[Start of ENTRIES PROVIDED]

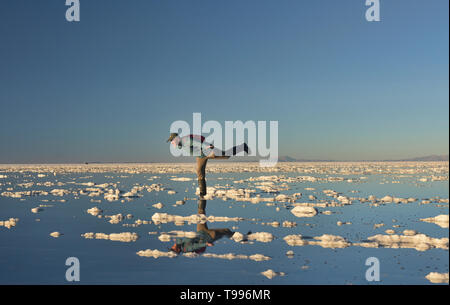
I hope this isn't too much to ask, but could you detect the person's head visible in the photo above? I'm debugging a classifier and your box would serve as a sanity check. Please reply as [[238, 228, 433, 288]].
[[167, 132, 181, 147]]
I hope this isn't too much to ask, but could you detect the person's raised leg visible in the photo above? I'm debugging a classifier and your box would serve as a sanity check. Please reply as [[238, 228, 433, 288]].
[[196, 157, 208, 197]]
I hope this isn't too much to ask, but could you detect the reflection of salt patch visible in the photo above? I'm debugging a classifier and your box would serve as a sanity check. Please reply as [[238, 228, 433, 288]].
[[261, 269, 285, 280], [425, 272, 448, 284], [0, 218, 19, 229], [81, 232, 139, 242], [136, 249, 177, 258], [421, 215, 449, 228], [291, 206, 317, 217]]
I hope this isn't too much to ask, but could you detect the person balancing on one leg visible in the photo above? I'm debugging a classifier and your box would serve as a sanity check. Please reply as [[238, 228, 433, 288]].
[[167, 133, 250, 197]]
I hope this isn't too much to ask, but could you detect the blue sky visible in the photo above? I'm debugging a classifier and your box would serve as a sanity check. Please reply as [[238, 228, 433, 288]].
[[0, 0, 449, 163]]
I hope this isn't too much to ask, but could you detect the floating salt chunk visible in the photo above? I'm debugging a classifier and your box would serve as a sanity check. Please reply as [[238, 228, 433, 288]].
[[261, 221, 280, 228], [31, 207, 42, 214], [336, 220, 352, 226], [87, 207, 103, 216], [0, 218, 19, 229], [247, 232, 273, 243], [283, 234, 351, 248], [380, 195, 394, 203], [364, 234, 448, 251], [425, 272, 448, 284], [308, 234, 351, 249], [170, 177, 192, 181], [50, 189, 70, 196], [291, 206, 317, 217], [152, 202, 164, 210], [283, 220, 297, 228], [136, 249, 177, 258], [261, 269, 285, 280], [420, 215, 449, 229], [231, 232, 244, 242], [81, 232, 139, 242], [403, 230, 417, 236], [105, 213, 123, 224]]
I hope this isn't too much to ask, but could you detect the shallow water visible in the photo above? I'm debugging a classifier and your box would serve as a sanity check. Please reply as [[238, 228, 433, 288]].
[[0, 163, 449, 284]]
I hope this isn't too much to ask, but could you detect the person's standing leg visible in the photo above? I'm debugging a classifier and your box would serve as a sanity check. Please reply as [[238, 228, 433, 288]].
[[197, 157, 208, 196]]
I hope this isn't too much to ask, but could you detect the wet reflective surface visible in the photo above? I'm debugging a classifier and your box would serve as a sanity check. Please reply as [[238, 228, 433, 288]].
[[0, 163, 449, 284]]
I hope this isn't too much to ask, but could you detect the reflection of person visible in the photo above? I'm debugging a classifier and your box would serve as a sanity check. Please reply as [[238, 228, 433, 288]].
[[167, 133, 249, 196], [170, 199, 233, 254]]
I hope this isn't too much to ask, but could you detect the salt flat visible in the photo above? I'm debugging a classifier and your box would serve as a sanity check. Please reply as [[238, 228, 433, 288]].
[[0, 162, 449, 284]]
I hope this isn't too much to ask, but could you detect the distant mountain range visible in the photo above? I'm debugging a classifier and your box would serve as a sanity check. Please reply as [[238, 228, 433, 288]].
[[278, 155, 449, 162]]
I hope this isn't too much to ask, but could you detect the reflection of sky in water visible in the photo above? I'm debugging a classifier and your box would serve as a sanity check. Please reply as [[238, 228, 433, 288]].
[[0, 169, 448, 284]]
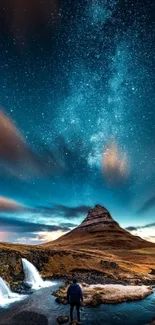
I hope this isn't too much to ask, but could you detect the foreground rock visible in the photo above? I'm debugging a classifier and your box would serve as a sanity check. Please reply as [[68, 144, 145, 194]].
[[52, 283, 153, 306]]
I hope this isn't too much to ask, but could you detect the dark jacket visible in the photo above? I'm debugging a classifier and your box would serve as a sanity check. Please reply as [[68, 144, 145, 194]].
[[67, 283, 83, 305]]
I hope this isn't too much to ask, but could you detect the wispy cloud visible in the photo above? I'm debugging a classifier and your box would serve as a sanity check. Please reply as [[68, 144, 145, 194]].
[[137, 196, 155, 214], [126, 222, 155, 242]]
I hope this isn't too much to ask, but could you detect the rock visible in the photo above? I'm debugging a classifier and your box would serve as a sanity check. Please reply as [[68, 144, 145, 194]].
[[100, 260, 119, 269], [57, 316, 69, 324], [54, 284, 153, 306]]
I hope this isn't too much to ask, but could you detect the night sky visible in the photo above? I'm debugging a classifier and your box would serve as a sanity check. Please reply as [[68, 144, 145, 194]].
[[0, 0, 155, 244]]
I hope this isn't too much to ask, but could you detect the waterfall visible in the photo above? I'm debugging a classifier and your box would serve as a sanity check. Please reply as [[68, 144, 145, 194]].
[[22, 258, 53, 289], [0, 277, 12, 299], [0, 277, 24, 306]]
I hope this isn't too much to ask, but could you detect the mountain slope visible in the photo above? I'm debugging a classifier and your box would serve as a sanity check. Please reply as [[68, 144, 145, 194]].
[[44, 205, 155, 250]]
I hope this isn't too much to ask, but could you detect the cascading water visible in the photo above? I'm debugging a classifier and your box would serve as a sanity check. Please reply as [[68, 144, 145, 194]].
[[0, 277, 12, 298], [22, 258, 53, 289], [0, 277, 24, 306]]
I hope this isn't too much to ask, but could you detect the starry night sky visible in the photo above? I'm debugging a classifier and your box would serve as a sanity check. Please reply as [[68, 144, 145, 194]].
[[0, 0, 155, 244]]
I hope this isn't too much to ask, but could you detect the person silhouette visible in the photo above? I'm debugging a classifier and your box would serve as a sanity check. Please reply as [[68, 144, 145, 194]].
[[67, 279, 83, 325]]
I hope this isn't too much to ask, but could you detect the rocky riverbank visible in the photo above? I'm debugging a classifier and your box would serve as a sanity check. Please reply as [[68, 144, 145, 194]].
[[52, 283, 153, 306]]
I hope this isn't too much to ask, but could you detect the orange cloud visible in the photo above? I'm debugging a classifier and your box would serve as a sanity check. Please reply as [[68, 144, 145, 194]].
[[0, 110, 29, 162], [103, 141, 129, 183], [0, 196, 26, 212]]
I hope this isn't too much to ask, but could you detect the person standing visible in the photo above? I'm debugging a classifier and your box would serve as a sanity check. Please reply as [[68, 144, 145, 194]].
[[67, 279, 83, 325]]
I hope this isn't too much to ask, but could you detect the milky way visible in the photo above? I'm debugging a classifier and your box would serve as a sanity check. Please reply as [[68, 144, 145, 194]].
[[0, 0, 155, 242]]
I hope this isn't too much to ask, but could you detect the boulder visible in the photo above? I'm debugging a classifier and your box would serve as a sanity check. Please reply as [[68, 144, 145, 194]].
[[100, 260, 119, 269], [57, 316, 69, 324]]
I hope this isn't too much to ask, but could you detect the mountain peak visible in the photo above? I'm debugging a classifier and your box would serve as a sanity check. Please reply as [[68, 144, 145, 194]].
[[78, 204, 118, 231], [44, 204, 151, 250]]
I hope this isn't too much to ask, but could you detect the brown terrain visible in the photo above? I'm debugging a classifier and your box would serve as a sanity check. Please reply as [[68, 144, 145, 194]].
[[0, 205, 155, 284]]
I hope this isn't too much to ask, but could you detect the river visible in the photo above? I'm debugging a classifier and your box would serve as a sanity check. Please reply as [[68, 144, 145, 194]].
[[0, 281, 155, 325]]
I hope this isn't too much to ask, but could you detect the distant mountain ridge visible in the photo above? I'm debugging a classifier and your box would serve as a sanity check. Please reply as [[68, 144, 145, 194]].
[[43, 205, 155, 250]]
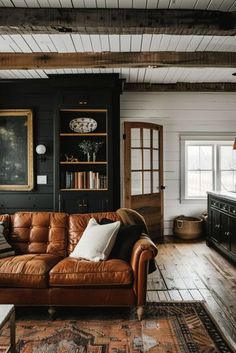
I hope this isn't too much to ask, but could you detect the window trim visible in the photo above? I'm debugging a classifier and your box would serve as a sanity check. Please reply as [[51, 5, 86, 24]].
[[179, 133, 235, 203]]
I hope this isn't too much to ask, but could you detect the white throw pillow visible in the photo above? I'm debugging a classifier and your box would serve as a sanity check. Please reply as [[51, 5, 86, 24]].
[[70, 218, 120, 262]]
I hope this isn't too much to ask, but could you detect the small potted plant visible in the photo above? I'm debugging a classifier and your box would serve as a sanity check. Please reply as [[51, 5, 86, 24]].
[[93, 141, 103, 162], [78, 140, 103, 162], [78, 140, 93, 162]]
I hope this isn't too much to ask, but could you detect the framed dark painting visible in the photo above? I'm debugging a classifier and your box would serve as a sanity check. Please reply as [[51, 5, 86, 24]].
[[0, 109, 34, 191]]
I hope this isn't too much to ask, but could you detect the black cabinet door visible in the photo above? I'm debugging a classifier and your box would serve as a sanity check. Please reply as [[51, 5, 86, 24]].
[[220, 213, 230, 250], [210, 209, 221, 242], [229, 217, 236, 255], [59, 194, 111, 213]]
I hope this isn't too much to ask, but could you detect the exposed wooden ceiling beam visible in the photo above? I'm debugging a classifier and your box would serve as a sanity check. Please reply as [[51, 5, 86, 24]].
[[124, 82, 236, 92], [0, 7, 236, 35], [0, 52, 236, 70]]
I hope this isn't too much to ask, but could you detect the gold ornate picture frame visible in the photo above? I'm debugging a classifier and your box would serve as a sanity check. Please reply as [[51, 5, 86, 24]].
[[0, 109, 34, 191]]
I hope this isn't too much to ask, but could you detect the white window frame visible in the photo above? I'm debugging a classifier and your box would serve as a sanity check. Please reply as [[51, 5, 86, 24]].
[[180, 133, 236, 202]]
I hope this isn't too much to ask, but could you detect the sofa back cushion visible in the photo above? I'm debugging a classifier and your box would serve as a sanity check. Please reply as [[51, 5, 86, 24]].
[[68, 212, 121, 254], [9, 212, 68, 257]]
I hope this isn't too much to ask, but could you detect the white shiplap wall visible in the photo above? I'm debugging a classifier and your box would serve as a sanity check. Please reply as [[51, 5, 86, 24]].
[[121, 92, 236, 234]]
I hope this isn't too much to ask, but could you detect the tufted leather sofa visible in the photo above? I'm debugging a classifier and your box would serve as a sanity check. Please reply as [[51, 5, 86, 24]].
[[0, 210, 157, 319]]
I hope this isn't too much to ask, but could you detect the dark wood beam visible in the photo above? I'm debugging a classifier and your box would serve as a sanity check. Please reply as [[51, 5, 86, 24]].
[[124, 82, 236, 92], [0, 52, 236, 70], [0, 7, 236, 35]]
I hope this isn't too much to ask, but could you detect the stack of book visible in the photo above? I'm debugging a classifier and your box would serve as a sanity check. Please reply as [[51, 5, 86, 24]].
[[65, 171, 108, 190]]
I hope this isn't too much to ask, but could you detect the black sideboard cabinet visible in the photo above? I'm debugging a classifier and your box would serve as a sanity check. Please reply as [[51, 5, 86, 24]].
[[0, 74, 123, 213], [207, 193, 236, 263]]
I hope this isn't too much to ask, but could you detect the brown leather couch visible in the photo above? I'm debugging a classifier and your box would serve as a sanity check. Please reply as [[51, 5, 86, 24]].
[[0, 209, 157, 319]]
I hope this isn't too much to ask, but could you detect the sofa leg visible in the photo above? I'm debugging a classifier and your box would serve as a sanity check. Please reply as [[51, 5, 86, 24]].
[[48, 306, 56, 320], [137, 306, 144, 321]]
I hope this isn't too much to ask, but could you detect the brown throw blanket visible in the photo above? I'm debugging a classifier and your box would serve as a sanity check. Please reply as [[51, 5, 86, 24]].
[[116, 208, 157, 273]]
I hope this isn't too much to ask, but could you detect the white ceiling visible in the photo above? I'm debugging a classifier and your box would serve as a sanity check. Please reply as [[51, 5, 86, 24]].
[[0, 0, 236, 11], [0, 0, 236, 84]]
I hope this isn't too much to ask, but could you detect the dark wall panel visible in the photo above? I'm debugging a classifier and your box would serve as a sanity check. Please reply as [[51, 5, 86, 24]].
[[0, 74, 122, 213]]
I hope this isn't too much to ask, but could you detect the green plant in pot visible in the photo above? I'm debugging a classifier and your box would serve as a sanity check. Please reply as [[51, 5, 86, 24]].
[[78, 140, 103, 162]]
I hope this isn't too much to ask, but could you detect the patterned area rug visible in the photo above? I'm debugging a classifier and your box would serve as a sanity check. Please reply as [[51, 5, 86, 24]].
[[0, 302, 235, 353]]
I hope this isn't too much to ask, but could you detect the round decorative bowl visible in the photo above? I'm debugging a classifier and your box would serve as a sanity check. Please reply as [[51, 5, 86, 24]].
[[69, 118, 97, 133]]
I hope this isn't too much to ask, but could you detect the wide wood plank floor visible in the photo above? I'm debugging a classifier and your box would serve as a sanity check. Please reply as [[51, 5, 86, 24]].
[[147, 242, 236, 347]]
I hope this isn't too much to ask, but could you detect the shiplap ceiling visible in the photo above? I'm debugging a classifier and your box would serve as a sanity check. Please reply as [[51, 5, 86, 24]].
[[0, 0, 236, 84], [0, 0, 236, 11]]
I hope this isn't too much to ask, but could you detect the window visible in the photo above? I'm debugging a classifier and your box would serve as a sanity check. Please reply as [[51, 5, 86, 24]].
[[181, 136, 236, 200]]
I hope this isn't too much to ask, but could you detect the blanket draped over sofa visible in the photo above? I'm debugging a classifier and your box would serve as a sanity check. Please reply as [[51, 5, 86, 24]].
[[0, 209, 157, 319]]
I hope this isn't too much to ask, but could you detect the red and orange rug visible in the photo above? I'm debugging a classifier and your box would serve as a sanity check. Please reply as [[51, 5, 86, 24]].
[[1, 302, 235, 353]]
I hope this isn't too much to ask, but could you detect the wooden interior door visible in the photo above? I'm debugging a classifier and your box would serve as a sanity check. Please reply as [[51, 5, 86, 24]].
[[124, 122, 164, 241]]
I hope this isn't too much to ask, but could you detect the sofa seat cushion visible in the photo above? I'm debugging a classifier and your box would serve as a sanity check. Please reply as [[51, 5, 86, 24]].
[[49, 257, 133, 287], [0, 254, 61, 288]]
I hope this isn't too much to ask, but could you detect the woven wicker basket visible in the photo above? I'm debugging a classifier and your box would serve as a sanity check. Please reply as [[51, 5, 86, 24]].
[[174, 216, 203, 239]]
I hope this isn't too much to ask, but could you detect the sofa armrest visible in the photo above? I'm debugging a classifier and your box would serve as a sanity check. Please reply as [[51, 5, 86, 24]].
[[130, 235, 158, 306]]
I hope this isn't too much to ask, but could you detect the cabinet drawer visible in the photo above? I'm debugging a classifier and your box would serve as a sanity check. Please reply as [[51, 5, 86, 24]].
[[229, 205, 236, 217], [210, 199, 220, 208], [220, 202, 230, 212]]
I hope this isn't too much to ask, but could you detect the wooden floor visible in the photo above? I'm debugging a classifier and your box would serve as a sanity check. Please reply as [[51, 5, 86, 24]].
[[147, 242, 236, 347]]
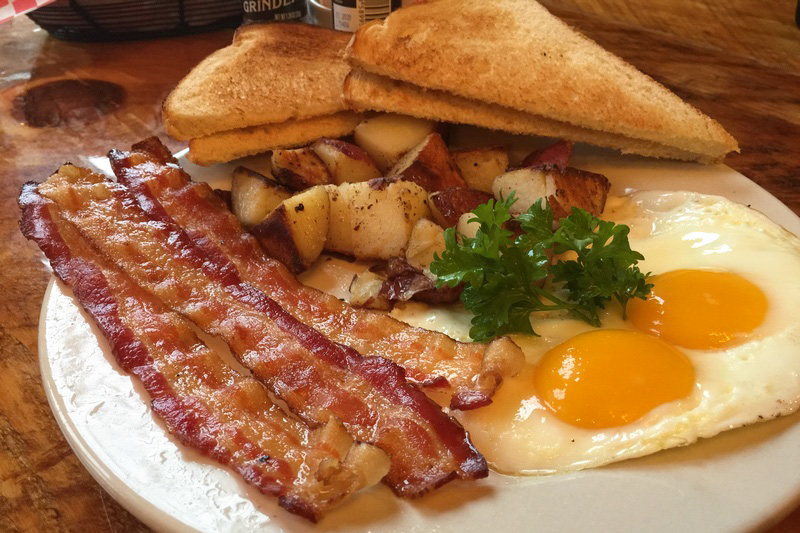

[End of ENTRIES PROVIDED]

TASK PROMPT
Please find each line above that contains the word "distant" and copy those lines in full.

WRITTEN RESPONSE
I hope this isn't too much to ask, but could you detect the distant mountain range visible in the photo above? I'm debugging a classifier and your box would serve as a sanity check. Please reply as [[238, 228, 433, 288]].
I hope this isn't too much to ask, but could you detect the distant mountain ridge visible in the photo above? I'm debugging a classifier and your box would serve as a sanity check. Please reply as [[68, 144, 145, 194]].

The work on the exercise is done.